[DIRECTIONS]
• A. Please answer these from the comment on Kashmir, one line each:
(i) Which form of government does the writer say can adjust to changing times?
(ii) What does the writer say the Army Brass in Pak keeps repeating?
(iii) According to the article the writer mentions, after which country would Pak be the next target?
• B. Rewrite the comment on Kashmir from "I had said in" to "realm of possibilties.", putting "military" wherever "Army" appears.

[READING PASSAGE]
┄┄┄┄┄┄┄┄┄┄┄┄┄┄┄┄┄┄┄┄

I had said in the past that only democracy has the kind of resilence that accomdates for the changing times. The changing times demand that Pak accomodate with India on the question of Kashmir (i am saying accomdate not give up on Kashmir) and move on to build better relations. It benefits Pak immensely to have good trade with one of the biggeste markets next door. But Army ruling Pak has a different agenda. The Army Brass in Pak sing the same tune. It is Kashmir, Kashmir, Kashmir. There is no policy at all. This is why, there is little hope for Pak`s future, as long as the Army is in control.
The following article suggests that Pak will be the next target, after Iraq. This is not outside the realm of possibilties.

┄┄┄┄┄┄┄┄┄┄┄┄┄┄┄┄┄┄┄┄

[MATERIAL SHOWN]
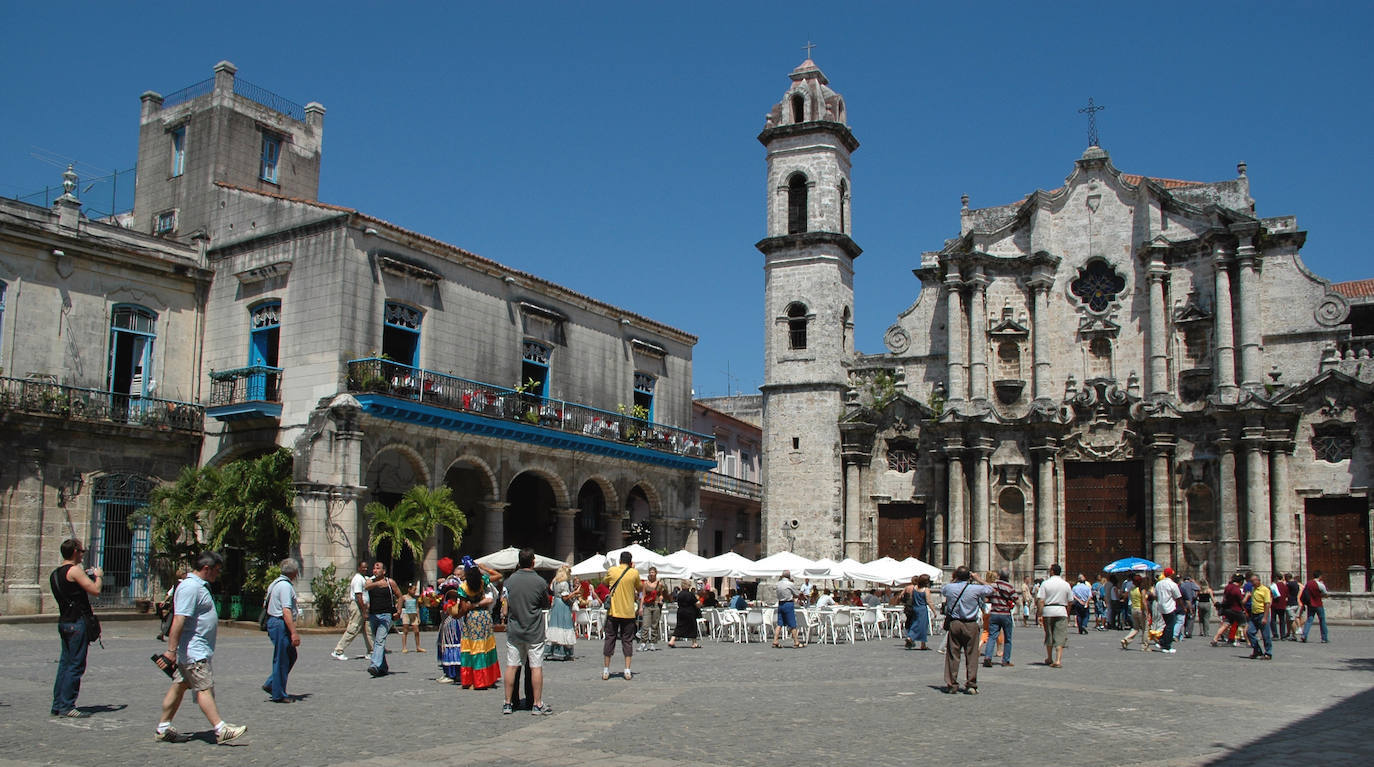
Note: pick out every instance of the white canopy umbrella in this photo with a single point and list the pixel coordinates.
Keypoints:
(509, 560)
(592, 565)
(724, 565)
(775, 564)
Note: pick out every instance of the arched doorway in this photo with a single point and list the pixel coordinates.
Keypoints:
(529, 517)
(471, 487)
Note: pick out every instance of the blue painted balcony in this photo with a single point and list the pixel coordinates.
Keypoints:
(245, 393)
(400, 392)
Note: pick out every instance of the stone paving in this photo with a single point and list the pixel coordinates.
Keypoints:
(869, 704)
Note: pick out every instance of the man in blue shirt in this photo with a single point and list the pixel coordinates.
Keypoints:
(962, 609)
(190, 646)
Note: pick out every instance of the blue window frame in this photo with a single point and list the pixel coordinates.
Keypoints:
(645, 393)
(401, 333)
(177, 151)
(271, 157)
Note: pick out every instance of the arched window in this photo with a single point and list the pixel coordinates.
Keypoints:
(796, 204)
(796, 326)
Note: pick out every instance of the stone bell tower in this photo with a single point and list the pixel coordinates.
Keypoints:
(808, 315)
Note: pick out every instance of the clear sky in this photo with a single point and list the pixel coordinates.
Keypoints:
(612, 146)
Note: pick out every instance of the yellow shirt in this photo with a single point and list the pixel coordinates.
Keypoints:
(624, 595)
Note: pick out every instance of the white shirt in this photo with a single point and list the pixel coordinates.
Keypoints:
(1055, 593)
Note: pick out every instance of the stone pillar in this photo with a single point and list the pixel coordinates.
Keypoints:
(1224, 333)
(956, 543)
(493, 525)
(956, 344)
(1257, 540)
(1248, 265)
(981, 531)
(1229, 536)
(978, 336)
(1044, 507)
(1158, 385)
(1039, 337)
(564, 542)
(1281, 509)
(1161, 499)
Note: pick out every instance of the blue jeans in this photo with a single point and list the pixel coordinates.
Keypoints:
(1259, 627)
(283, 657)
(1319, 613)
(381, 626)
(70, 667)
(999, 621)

┄┄┄┄┄┄┄┄┄┄┄┄┄┄┄┄┄┄┄┄

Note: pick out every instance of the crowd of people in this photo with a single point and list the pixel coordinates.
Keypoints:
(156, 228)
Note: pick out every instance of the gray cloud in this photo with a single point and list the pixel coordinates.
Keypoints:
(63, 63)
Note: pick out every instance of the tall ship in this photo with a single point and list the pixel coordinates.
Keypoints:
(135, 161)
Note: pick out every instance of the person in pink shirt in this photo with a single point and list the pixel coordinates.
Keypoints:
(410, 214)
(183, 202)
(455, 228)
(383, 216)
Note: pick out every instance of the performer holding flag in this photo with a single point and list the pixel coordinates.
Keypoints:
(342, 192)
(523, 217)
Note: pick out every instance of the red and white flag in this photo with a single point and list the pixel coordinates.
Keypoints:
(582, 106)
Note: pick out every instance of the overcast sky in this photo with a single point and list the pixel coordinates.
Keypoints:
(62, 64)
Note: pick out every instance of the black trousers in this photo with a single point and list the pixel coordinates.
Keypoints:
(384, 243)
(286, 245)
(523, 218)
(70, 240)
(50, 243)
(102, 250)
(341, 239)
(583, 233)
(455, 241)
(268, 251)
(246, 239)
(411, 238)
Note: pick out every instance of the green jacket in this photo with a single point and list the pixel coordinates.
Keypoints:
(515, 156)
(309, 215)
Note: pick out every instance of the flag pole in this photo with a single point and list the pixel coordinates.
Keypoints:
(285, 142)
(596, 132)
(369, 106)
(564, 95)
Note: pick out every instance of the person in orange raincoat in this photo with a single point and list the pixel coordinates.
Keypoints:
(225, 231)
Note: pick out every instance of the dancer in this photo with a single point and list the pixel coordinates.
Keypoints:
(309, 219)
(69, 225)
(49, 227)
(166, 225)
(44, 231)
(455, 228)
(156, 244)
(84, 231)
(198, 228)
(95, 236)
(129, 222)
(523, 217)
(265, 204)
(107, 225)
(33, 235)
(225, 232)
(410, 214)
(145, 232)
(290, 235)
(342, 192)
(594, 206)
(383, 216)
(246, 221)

┄┄┄┄┄┄┄┄┄┄┄┄┄┄┄┄┄┄┄┄

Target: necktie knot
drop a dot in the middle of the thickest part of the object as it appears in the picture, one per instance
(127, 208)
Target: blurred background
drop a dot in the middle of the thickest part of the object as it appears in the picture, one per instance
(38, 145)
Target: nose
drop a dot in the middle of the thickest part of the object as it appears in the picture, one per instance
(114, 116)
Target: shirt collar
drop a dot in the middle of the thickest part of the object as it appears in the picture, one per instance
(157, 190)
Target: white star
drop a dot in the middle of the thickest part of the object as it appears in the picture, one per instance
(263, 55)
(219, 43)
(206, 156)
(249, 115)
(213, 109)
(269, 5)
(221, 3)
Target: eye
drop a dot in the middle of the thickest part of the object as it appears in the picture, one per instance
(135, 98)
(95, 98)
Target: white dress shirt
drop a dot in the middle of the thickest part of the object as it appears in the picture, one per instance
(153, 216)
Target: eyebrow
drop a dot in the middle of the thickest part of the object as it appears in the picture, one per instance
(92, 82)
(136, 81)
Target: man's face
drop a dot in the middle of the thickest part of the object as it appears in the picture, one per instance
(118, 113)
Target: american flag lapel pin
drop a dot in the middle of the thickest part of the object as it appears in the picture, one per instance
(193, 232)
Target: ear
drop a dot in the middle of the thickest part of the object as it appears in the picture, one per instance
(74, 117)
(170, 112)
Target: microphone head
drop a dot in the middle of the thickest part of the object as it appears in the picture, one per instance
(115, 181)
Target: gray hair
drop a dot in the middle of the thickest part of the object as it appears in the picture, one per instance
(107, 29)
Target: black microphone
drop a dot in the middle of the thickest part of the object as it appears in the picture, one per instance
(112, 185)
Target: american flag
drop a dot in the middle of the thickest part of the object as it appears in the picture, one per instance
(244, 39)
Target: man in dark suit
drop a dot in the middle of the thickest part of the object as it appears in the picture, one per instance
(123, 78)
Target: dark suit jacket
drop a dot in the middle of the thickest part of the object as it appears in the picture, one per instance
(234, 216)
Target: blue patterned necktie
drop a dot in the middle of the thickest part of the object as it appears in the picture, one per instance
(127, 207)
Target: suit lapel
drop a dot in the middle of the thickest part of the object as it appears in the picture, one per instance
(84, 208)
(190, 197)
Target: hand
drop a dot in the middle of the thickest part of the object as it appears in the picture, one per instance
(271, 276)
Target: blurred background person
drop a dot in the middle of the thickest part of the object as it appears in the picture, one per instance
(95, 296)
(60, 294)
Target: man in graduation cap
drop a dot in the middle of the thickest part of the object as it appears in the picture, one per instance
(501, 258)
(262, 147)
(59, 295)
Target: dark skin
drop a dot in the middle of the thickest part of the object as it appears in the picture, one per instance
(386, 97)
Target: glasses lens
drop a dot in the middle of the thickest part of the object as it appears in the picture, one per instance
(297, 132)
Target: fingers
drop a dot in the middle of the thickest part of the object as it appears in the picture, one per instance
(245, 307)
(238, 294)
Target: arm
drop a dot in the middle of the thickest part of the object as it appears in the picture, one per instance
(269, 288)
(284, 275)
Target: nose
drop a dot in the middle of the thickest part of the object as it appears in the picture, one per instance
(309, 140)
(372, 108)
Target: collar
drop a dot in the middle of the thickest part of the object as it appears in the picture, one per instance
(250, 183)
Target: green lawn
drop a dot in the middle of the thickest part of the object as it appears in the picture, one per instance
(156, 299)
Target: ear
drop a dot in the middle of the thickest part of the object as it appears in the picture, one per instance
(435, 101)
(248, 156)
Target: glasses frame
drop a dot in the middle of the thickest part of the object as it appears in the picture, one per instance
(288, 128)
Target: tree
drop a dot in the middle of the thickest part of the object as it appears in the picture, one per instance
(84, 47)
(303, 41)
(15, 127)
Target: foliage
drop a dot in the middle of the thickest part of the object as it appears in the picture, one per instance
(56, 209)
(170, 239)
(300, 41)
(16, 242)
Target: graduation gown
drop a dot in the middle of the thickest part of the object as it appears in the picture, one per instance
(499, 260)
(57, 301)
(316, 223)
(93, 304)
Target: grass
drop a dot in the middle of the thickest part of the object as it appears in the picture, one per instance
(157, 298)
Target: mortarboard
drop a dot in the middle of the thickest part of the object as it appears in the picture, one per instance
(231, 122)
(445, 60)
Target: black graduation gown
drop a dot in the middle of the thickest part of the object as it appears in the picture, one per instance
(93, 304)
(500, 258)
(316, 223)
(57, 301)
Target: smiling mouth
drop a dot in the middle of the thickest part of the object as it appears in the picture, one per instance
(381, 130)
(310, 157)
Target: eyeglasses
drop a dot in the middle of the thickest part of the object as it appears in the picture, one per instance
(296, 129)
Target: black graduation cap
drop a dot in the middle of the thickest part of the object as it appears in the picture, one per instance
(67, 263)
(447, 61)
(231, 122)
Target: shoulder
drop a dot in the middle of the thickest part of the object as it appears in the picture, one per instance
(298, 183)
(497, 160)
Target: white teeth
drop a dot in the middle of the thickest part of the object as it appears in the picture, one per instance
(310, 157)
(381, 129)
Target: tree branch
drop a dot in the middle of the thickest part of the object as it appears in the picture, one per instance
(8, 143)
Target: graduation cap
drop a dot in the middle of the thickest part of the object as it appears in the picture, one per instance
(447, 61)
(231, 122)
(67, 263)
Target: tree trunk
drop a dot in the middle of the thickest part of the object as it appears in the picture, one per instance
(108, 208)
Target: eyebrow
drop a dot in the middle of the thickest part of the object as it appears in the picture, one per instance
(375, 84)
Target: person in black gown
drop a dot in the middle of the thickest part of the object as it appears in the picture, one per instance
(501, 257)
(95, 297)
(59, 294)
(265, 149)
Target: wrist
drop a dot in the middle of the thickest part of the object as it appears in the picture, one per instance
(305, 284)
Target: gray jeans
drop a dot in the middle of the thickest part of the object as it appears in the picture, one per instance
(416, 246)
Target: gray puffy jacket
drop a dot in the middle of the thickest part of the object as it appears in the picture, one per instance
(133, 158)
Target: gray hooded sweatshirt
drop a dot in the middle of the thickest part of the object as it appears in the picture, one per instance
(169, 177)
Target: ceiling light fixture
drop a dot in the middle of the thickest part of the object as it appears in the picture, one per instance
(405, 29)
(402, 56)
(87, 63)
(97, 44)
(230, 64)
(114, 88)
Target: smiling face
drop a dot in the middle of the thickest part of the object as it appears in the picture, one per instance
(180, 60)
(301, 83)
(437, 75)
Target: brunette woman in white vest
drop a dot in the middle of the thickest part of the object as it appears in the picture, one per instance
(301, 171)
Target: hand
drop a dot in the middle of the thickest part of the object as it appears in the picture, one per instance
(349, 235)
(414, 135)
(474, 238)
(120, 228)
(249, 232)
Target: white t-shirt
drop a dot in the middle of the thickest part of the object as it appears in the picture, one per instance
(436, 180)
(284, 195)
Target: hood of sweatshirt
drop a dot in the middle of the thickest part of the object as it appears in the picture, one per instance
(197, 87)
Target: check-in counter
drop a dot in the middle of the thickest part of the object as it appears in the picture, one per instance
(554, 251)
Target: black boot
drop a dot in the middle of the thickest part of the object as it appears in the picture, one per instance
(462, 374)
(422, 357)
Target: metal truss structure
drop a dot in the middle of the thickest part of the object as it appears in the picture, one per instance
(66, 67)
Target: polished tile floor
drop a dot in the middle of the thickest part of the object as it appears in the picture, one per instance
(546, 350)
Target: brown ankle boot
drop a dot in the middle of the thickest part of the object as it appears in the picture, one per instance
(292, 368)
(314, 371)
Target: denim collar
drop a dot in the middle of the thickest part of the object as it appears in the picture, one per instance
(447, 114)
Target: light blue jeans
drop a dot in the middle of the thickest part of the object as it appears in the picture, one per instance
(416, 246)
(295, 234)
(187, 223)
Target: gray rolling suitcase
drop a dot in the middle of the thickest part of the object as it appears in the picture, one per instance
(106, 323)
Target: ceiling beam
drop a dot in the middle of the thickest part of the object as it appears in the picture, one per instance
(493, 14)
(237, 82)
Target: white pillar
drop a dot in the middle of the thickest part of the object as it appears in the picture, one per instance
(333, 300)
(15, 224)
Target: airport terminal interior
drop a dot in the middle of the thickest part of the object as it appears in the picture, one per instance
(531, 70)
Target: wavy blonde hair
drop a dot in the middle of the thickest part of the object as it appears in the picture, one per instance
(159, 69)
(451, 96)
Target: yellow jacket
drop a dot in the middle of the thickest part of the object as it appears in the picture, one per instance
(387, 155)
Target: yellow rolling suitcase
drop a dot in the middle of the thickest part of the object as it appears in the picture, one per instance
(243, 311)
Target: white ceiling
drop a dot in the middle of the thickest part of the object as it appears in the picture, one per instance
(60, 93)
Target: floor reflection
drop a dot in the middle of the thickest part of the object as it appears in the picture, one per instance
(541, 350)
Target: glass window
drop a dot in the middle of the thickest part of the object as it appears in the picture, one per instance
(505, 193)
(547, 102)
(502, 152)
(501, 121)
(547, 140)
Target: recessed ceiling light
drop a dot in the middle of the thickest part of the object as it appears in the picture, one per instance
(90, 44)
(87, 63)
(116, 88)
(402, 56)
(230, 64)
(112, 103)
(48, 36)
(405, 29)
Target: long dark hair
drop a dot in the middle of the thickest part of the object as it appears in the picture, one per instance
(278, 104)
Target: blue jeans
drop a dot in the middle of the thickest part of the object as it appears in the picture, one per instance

┄┄┄┄┄┄┄┄┄┄┄┄┄┄┄┄┄┄┄┄

[TASK RESPONSES]
• A.
(i) Democracy
(ii) Kashmir, Kashmir, Kashmir
(iii) Iraq

• B.
I had said in the past that only democracy has the kind of resilence that accomdates for the changing times. The changing times demand that Pak accomodate with India on the question of Kashmir (i am saying accomdate not give up on Kashmir) and move on to build better relations. It benefits Pak immensely to have good trade with one of the biggeste markets next door. But military ruling Pak has a different agenda. The military Brass in Pak sing the same tune. It is Kashmir, Kashmir, Kashmir. There is no policy at all. This is why, there is little hope for Pak`s future, as long as the military is in control.
The following article suggests that Pak will be the next target, after Iraq. This is not outside the realm of possibilties.